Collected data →
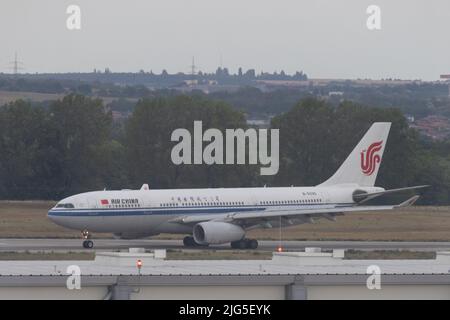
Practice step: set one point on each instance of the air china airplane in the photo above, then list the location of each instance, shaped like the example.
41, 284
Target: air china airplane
218, 216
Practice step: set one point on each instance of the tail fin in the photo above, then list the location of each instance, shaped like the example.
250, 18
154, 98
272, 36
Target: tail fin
361, 166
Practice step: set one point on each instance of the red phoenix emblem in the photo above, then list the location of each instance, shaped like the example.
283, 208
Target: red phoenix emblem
370, 158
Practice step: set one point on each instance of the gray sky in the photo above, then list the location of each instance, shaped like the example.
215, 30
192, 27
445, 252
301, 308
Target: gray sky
325, 38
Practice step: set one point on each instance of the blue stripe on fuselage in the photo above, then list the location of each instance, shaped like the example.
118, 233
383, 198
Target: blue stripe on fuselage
160, 211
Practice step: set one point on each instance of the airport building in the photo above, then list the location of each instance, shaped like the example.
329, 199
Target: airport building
288, 275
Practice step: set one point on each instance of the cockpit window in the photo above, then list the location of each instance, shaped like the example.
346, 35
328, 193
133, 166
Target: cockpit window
65, 205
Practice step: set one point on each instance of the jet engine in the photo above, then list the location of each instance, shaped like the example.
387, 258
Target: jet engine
212, 232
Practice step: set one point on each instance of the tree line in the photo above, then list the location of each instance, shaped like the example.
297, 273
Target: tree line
72, 145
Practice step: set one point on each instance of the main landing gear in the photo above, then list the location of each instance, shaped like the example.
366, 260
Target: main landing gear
87, 244
189, 241
245, 244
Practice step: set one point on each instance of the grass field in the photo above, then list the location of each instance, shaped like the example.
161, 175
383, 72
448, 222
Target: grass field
28, 219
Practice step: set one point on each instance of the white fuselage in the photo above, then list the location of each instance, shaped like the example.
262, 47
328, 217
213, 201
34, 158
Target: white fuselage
139, 213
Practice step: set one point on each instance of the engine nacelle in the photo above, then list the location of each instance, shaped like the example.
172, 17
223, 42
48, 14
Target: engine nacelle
212, 232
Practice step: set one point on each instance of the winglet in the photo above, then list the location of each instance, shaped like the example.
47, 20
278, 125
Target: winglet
408, 202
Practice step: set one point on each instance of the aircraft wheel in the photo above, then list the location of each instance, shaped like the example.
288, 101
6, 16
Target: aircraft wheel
88, 244
189, 242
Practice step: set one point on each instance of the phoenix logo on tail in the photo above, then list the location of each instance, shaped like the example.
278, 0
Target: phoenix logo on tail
370, 158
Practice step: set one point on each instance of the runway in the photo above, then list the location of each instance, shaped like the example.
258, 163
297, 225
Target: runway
113, 244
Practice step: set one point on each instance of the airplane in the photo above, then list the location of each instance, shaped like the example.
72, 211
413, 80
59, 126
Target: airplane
223, 215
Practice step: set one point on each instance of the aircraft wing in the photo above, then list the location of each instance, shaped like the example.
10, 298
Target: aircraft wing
369, 196
270, 214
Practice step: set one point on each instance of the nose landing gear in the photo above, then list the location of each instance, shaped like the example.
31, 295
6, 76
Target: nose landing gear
87, 243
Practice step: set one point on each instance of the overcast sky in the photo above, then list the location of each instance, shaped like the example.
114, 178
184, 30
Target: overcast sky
325, 38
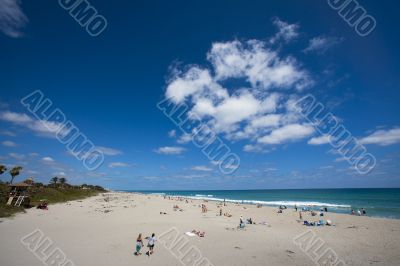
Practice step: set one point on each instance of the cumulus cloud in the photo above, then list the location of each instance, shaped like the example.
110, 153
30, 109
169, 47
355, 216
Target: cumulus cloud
201, 168
286, 32
287, 133
170, 150
48, 160
108, 151
16, 156
117, 164
8, 133
382, 137
319, 140
172, 133
9, 143
321, 44
261, 108
12, 18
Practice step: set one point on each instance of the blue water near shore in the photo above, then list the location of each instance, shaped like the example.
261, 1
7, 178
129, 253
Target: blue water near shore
378, 202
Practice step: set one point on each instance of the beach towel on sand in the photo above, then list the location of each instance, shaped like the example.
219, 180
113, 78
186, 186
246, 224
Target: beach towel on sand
190, 234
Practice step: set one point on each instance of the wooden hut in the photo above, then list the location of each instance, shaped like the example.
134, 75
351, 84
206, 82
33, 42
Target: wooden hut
18, 194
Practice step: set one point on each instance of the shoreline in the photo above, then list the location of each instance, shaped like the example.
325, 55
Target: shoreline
316, 208
107, 226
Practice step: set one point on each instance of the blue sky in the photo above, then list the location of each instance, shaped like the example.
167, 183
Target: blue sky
213, 57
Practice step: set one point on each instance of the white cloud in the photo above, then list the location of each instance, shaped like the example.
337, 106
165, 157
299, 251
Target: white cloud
260, 107
8, 133
287, 133
9, 143
321, 44
253, 148
172, 133
108, 151
286, 31
117, 164
170, 150
201, 168
62, 174
12, 18
383, 137
252, 60
16, 155
185, 138
48, 160
319, 140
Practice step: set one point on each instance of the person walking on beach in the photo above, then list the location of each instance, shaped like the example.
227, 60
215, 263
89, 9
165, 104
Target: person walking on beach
139, 245
150, 244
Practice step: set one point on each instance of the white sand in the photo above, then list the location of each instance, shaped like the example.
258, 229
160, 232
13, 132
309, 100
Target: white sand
89, 236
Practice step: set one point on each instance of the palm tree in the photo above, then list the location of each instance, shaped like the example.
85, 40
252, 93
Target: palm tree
3, 168
54, 181
14, 172
62, 181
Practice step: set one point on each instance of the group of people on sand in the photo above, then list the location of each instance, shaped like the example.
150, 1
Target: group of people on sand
359, 213
150, 244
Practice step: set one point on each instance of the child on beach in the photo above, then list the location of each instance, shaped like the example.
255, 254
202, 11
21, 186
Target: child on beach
151, 243
139, 245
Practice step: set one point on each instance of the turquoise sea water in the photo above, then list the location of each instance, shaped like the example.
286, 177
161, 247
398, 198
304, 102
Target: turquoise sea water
378, 202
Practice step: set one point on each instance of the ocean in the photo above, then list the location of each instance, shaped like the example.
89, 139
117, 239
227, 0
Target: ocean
378, 202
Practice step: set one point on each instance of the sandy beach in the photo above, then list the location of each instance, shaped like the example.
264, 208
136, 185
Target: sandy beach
102, 230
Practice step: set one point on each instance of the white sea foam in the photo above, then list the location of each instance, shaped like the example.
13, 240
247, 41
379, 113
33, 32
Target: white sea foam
273, 203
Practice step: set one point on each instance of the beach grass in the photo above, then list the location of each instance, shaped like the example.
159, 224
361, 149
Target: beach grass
47, 193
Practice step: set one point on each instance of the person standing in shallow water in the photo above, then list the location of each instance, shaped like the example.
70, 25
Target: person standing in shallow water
139, 245
150, 245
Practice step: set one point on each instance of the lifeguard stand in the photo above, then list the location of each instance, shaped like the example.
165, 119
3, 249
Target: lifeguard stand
18, 193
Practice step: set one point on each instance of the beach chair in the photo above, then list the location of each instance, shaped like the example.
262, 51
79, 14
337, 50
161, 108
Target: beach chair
19, 201
10, 199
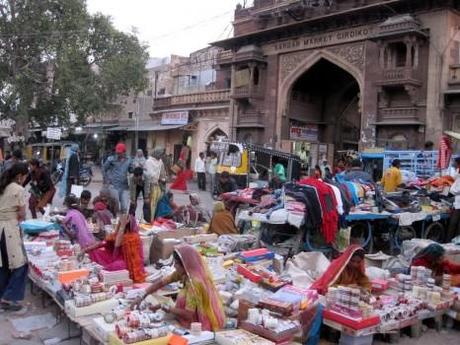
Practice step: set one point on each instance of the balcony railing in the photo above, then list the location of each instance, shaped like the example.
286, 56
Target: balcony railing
399, 114
224, 57
454, 76
251, 120
247, 92
193, 98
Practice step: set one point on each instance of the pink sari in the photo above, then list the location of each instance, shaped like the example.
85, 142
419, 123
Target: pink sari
335, 270
199, 294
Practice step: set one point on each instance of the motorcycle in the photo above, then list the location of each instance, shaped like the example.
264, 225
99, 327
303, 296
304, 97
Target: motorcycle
86, 174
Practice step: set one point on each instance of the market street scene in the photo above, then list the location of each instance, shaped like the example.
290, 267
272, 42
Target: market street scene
231, 172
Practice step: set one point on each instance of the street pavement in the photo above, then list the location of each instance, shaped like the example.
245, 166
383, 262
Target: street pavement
181, 198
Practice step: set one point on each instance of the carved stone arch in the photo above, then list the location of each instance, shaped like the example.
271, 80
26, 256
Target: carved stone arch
213, 130
301, 64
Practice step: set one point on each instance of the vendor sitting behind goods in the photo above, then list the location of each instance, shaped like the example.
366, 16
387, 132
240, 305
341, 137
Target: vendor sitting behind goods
347, 270
198, 301
226, 184
222, 221
432, 257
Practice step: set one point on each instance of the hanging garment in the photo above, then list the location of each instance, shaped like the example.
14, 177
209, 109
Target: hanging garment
329, 207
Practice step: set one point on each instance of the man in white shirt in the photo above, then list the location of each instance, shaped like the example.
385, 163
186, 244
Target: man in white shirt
155, 171
200, 169
454, 222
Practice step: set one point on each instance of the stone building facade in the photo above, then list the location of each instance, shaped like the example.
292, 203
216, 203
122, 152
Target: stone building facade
344, 75
184, 102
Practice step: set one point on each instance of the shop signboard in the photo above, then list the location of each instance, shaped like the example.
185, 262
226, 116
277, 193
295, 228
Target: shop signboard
53, 133
175, 118
305, 133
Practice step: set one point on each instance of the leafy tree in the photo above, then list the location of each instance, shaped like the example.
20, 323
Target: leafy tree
56, 60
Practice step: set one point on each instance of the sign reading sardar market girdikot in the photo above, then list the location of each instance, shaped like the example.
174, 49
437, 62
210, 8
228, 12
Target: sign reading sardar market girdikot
326, 39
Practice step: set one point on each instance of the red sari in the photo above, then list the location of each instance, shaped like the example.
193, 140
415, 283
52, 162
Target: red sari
180, 183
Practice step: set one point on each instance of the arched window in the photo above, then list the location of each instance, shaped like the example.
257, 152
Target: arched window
256, 76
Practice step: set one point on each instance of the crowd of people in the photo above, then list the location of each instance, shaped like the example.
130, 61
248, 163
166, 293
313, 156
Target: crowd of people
125, 179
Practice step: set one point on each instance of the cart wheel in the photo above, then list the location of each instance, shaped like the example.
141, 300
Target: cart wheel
404, 233
360, 234
434, 232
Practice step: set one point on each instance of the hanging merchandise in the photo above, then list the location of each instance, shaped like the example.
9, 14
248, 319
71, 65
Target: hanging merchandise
189, 141
328, 206
445, 152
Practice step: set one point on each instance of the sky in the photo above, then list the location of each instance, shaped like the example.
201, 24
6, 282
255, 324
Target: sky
172, 26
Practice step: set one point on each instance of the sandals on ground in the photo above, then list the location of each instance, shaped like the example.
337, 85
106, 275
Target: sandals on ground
10, 306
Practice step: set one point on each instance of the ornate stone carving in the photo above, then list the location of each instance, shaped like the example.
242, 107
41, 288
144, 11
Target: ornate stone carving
353, 54
413, 92
288, 62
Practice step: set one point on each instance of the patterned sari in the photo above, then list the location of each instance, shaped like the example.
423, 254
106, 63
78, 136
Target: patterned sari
199, 294
338, 273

DIRECTIONS → Reproduce, exactly and only, the lines of the records above starting at the line with "Target: nose landing gear" and ending at the line with "Practice step: set one point on each instance of the cumulus", both included. Leave every picture out.

YOUR SOLUTION →
Target: nose landing gear
87, 243
Practice step: set one point on each instance of the overcast sky in the photo above, then list the location of each instance, shaped like the example.
114, 178
184, 30
Target: overcast sky
325, 38
Practice step: set one point on each instance of the cumulus cloud in the photo above, then list the location of each instance, shaped like the example.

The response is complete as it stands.